## Text block:
........
President Lee C. Bollinger Discusses the University’s Vital Role in Society

September 27, 2017

Only a few blocks of Broadway separate Columbia’s classic Morningside Heights campus from the transparent glass and steel structures on the University’s new campus in Manhattanville, but the contrast between the two signifies more than a shift in architectural styles.

From the outset of his tenure, President Lee C. Bollinger has focused not only on creating new and improved physical spaces around the University, but on developing new academic structures that extend Columbia’s research and teaching across traditional disciplinary boundaries. From neuroscience, data science and precision medicine to globalization, climate change, freedom of expression and the future of journalism, Bollinger says it’s essential for students and faculty to have the opportunity and facilities to explore new areas of knowledge that address the issues confronting society.
........
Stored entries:
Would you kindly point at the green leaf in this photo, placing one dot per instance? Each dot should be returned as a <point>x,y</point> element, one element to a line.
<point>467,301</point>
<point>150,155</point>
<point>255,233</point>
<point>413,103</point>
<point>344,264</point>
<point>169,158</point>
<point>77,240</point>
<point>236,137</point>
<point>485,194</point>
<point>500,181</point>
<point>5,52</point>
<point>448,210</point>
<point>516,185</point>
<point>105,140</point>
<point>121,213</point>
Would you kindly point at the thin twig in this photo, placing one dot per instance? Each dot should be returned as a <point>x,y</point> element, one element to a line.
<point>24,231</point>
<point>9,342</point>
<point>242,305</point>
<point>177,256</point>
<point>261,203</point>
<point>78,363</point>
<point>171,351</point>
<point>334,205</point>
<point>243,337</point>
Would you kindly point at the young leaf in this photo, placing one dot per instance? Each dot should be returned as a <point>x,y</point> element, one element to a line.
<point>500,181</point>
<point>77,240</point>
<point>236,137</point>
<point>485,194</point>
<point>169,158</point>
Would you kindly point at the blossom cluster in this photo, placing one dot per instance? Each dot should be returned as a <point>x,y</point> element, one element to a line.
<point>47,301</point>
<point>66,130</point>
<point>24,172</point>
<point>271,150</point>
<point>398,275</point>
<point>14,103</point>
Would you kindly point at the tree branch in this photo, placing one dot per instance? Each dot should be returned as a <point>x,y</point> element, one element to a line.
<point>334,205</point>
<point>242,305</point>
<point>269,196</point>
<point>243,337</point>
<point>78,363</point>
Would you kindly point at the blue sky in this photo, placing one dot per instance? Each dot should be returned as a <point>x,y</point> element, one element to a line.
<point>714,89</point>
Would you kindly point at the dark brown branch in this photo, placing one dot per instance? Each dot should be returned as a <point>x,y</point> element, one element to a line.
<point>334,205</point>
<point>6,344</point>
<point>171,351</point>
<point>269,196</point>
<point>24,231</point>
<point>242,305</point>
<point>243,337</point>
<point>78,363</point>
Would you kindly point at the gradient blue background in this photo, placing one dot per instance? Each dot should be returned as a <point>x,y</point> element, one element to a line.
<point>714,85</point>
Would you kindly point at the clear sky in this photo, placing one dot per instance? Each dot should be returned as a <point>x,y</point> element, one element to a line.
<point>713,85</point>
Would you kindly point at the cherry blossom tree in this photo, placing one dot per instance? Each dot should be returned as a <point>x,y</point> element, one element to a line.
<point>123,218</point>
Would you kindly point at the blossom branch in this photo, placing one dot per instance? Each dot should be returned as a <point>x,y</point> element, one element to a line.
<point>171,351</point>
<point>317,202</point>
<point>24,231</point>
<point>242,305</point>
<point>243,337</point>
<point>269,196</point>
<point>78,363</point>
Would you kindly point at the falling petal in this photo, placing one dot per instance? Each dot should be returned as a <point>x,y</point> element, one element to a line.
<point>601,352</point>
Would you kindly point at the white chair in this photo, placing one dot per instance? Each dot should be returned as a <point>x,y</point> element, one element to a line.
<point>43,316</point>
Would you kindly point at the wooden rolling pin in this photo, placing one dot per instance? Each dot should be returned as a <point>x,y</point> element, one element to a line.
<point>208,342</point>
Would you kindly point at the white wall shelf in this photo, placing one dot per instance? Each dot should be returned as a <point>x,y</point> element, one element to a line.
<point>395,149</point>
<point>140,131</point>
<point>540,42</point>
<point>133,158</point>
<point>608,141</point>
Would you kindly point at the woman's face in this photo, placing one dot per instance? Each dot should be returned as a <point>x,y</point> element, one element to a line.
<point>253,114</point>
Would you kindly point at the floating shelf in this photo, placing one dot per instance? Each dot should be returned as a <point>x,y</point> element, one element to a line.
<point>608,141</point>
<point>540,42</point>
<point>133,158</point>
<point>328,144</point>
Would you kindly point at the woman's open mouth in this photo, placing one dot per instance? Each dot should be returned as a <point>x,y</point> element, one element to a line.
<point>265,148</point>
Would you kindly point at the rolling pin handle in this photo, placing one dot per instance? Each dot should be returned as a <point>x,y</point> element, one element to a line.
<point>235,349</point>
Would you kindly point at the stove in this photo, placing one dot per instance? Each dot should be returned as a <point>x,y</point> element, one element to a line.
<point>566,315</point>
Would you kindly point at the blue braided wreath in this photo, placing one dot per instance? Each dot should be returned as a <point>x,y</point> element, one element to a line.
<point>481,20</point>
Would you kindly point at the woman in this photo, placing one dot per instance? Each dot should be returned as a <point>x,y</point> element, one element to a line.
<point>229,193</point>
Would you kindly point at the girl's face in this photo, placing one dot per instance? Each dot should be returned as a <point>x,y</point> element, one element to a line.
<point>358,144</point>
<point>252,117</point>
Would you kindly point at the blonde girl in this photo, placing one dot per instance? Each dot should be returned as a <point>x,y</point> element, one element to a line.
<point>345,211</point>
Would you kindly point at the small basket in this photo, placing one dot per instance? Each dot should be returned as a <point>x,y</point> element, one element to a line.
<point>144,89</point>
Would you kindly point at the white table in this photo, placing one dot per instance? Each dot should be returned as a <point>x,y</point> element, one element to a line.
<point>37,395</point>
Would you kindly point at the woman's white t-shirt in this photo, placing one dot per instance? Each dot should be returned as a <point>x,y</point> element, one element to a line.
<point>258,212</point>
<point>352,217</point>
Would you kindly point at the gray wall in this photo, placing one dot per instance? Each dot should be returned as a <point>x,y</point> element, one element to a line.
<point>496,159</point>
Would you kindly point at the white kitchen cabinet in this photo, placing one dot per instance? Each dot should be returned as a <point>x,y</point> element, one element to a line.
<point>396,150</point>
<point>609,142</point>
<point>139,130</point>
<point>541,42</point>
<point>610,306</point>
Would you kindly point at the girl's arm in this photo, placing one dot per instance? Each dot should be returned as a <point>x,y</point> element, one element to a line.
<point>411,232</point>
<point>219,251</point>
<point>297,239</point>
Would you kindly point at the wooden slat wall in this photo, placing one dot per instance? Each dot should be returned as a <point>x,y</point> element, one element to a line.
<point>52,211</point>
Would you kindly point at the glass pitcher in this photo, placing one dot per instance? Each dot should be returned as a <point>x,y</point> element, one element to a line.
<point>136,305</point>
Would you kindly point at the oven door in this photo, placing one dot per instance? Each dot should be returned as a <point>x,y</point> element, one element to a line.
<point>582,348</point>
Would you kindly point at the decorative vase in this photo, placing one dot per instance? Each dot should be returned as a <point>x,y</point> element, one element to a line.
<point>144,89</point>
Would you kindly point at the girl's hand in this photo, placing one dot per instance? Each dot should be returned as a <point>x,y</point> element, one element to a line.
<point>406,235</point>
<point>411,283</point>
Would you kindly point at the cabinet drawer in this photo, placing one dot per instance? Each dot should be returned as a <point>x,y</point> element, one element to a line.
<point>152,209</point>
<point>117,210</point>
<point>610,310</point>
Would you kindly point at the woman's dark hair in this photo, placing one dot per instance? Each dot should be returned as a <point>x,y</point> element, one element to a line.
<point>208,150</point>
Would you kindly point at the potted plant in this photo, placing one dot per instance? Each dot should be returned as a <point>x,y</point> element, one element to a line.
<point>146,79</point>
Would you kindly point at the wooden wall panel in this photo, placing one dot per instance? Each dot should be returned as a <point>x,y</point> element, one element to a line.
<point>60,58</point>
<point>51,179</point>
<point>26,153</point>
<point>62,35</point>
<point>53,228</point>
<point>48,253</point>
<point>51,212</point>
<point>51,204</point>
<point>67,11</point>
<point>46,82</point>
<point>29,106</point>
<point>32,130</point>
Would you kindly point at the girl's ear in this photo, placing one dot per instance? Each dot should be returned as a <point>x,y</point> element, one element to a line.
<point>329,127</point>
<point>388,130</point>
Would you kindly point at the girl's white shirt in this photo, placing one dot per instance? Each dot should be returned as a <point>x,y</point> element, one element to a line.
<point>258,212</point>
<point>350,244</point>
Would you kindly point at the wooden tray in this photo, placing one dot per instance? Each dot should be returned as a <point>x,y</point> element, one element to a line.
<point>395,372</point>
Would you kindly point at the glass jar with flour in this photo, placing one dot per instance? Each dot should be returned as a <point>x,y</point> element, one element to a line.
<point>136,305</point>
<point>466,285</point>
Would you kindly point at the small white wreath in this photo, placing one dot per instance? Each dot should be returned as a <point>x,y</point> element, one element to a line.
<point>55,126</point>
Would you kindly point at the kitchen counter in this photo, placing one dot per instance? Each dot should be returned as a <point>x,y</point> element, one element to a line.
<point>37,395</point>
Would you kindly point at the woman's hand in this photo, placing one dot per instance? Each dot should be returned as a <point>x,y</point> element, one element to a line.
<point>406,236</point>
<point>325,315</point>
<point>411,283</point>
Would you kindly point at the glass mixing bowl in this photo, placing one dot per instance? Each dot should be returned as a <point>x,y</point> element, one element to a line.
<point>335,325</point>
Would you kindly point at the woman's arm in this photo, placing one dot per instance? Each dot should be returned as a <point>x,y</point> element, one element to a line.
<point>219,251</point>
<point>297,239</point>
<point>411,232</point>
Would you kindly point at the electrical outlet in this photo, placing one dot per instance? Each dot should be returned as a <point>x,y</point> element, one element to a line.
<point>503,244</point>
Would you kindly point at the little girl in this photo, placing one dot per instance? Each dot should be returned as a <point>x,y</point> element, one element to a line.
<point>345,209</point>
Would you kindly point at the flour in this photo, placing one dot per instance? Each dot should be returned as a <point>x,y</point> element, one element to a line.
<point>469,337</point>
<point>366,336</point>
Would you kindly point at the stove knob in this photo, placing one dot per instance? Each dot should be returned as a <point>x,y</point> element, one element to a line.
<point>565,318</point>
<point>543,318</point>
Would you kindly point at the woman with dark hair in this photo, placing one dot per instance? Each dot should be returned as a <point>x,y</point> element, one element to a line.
........
## Assignment A:
In the article on President Bollinger, what separates Columbia's Morningside Heights campus from its Manhattanville campus?
## Assignment B:
Based on the article on President Bollinger, explain why the contrast between the two campuses means more than a change in architectural style.
## Assignment C:
Reproduce the stretch of the article on President Bollinger from "President Lee C." through "in architectural styles." word for word.

## Task result A:
Only a few blocks of Broadway.

## Task result B:
From the start of his tenure, Bollinger has focused on more than new and improved physical spaces. He has also worked to develop new academic structures that extend Columbia's research and teaching across traditional disciplinary boundaries.

## Task result C:
President Lee C. Bollinger Discusses the University’s Vital Role in Society

September 27, 2017

Only a few blocks of Broadway separate Columbia’s classic Morningside Heights campus from the transparent glass and steel structures on the University’s new campus in Manhattanville, but the contrast between the two signifies more than a shift in architectural styles.